TASK REQUIREMENTS:
Repeat every entry exactly as given.

(Stored data entries)
◇ ◇ ◇ ◇ ◇ ◇ ◇

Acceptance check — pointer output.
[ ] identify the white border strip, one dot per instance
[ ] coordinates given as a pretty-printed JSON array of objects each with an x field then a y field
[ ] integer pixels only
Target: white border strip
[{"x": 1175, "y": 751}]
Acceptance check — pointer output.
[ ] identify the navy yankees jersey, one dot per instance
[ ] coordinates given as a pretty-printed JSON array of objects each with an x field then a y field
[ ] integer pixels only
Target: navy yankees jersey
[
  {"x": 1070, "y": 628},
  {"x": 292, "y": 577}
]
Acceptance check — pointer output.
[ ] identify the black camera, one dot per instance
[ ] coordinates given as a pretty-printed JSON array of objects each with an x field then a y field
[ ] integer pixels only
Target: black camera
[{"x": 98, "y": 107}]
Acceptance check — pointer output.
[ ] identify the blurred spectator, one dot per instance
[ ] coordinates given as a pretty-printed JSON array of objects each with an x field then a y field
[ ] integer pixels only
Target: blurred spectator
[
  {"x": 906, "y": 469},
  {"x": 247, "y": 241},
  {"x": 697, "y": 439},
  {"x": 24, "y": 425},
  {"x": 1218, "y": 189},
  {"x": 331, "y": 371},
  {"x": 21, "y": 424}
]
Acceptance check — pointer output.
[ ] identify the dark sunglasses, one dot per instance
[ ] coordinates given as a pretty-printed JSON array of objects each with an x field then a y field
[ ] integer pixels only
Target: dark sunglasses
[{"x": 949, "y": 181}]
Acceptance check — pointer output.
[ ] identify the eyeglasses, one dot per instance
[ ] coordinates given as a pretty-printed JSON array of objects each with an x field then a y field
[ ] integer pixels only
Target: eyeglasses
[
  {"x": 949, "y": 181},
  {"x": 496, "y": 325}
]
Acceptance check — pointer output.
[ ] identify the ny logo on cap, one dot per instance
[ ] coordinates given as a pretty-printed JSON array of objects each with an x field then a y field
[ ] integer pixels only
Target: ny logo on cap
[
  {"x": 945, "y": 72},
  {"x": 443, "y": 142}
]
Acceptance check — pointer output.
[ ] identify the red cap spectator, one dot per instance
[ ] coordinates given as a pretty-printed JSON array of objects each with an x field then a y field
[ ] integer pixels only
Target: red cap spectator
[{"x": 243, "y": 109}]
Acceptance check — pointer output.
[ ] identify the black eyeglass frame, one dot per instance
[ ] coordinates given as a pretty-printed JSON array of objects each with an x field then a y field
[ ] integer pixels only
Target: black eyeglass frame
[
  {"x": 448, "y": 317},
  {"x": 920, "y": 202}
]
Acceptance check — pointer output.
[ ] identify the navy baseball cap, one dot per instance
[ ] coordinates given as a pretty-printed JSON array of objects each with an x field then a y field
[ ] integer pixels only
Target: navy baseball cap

◇ ◇ ◇ ◇ ◇ ◇ ◇

SOLUTION BELOW:
Acceptance check — pointer output.
[ ] identify the white border strip, one dot per instance
[ ] coordinates given as a pretty-printed JSON array of objects each with an x field then a y field
[ ] integer pixels only
Target: white border strip
[{"x": 1175, "y": 751}]
Acceptance check — pointer output.
[ ] identify the navy yankees jersey, one dot per instance
[ ] coordinates given as a pretty-printed JSON array of objects each with an x field then a y field
[ ] integer pixels only
Target: navy yankees jersey
[
  {"x": 1070, "y": 628},
  {"x": 292, "y": 577}
]
Acceptance check — pointer output.
[ ] identify the black camera, one dot per instance
[ ] coordinates given as a pretty-printed JSON array of objects each with an x field then a y field
[ ] integer pixels only
Target: black camera
[{"x": 98, "y": 107}]
Acceptance check — pointer output.
[ ] identify the blurred spectator, one dot per instance
[ ] coordinates given as a pretty-printed JSON array of objects each with an x field then a y field
[ ] integer pixels only
Target: blurred spectator
[
  {"x": 906, "y": 469},
  {"x": 247, "y": 241},
  {"x": 697, "y": 439},
  {"x": 24, "y": 425},
  {"x": 1218, "y": 189},
  {"x": 331, "y": 371},
  {"x": 21, "y": 424}
]
Acceptance check — pointer output.
[ ] identify the dark sunglasses, one dot per instance
[ ] coordinates given as a pretty-printed JSON array of objects each with an x field then a y field
[ ] integer pixels only
Target: dark sunglasses
[{"x": 949, "y": 181}]
Acceptance check — pointer output.
[ ] identify the eyeglasses, one dot per instance
[ ] coordinates given as a pretty-printed JSON array of objects each with an x field then a y field
[ ] integer pixels only
Target: eyeglasses
[
  {"x": 949, "y": 181},
  {"x": 496, "y": 325}
]
Acceptance check — pointer output.
[ ] identify the ny logo on cap, one dot per instance
[ ] coordinates given as a pretty-printed JSON array of objects each with an x field then a y field
[ ] integer pixels only
Target: ny logo on cap
[
  {"x": 945, "y": 72},
  {"x": 443, "y": 142}
]
Acceptance check — pointer output.
[ ] identify the red cap spectator, one dot per instance
[ ] coordinates given as a pretty-printed JSON array of objects each with an x field then a y field
[ ] integer pixels only
Target: red cap spectator
[{"x": 243, "y": 109}]
Acceptance check — pointer output.
[ ] identify the black eyeglass frame, one dot per instance
[ ] coordinates given as a pretty-printed JSON array of objects each with an x field then a y field
[ ] integer pixels only
Target: black eyeglass frame
[
  {"x": 448, "y": 317},
  {"x": 920, "y": 202}
]
Acceptance check — pointer output.
[ ] identify the navy baseball cap, one dot per instance
[ ] coordinates given as a pretty-printed JSON array of objects each with an x field then a y field
[ ] integer pixels only
Target: navy baseball cap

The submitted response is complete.